### DATASET EXTRACT

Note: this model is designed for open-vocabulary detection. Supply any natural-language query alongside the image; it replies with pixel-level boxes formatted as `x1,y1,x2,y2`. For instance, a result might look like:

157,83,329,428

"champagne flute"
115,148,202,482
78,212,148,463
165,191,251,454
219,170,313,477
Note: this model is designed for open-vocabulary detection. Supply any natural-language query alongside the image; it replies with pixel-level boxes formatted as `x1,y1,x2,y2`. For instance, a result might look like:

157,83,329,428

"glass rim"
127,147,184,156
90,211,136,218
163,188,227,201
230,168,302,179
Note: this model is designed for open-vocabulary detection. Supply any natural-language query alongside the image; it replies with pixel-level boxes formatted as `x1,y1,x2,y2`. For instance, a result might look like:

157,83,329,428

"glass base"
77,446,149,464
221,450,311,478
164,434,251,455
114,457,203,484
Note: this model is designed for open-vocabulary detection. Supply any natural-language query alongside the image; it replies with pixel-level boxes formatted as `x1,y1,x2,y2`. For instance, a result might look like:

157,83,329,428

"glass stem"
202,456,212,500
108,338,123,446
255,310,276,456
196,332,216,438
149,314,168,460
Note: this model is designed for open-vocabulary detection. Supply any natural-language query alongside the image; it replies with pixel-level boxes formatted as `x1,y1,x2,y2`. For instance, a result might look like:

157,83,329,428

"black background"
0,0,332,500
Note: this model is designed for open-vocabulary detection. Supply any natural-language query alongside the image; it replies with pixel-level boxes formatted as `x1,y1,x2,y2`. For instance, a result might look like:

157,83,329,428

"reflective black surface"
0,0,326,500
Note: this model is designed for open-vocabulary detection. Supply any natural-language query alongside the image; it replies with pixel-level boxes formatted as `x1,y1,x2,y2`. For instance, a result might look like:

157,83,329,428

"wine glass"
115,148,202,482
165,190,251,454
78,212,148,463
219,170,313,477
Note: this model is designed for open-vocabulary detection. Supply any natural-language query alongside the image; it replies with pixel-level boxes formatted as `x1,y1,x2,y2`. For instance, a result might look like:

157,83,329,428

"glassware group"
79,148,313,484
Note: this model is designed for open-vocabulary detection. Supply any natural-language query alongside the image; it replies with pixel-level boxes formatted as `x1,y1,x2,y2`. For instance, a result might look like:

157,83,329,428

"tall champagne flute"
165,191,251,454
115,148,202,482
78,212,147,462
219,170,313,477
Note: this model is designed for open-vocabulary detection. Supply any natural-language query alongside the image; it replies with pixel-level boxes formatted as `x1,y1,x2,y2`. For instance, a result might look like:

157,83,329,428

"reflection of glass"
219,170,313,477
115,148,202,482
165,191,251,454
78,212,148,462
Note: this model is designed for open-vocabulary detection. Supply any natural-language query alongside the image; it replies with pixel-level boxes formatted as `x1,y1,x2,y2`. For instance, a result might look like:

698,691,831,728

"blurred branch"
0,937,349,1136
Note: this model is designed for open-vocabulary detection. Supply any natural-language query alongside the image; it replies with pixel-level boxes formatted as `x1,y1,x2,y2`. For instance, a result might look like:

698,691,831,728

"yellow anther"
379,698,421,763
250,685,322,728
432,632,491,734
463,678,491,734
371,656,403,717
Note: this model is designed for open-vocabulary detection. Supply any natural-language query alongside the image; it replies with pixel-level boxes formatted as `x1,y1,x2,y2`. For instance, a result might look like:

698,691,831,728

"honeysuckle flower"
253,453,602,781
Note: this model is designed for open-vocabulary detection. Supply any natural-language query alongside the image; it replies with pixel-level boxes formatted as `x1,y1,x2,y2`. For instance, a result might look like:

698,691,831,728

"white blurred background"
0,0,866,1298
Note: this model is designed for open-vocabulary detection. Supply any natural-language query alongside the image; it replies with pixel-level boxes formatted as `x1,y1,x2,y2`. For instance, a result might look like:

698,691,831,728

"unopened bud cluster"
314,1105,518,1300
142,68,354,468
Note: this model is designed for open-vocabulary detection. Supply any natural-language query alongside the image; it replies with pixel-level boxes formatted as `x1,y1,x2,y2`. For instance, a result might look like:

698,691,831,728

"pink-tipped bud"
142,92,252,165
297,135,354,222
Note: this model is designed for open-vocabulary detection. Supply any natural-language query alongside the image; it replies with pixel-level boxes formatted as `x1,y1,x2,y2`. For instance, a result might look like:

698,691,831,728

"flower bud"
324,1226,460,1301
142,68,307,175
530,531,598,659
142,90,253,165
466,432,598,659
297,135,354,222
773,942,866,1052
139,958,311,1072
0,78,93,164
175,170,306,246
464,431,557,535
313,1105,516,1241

######

TASK OBJECTIVE: Rewrite every line of the listing from its start through the line containing "230,168,302,179", requests included. Multiply each bounding-box coordinate in the answers by 2.15 and round to whole numbers with halves rounded up, leaving the numbers in the requests and their format samples unchanged.

ANSWER FOR THE TASK:
Note: this model is designed for open-vocabulary detection. Supply any natural-language query alongside the image; it replies with pixel-level boxes formatted as `x1,y1,x2,y2`. For instance, a result might look like:

157,83,329,428

"champagne flute"
247,318,434,1036
168,456,318,995
355,411,540,976
471,366,673,1026
Note: this model is designed for open-vocabulary detection. Supply any natural-language query alongside the image; it replies with pixel-level boxes formatted as `x1,y1,x2,y2`. For instance, a result might look like:

157,83,329,428

"glass rim"
273,316,396,335
194,454,292,469
350,404,488,432
495,361,649,385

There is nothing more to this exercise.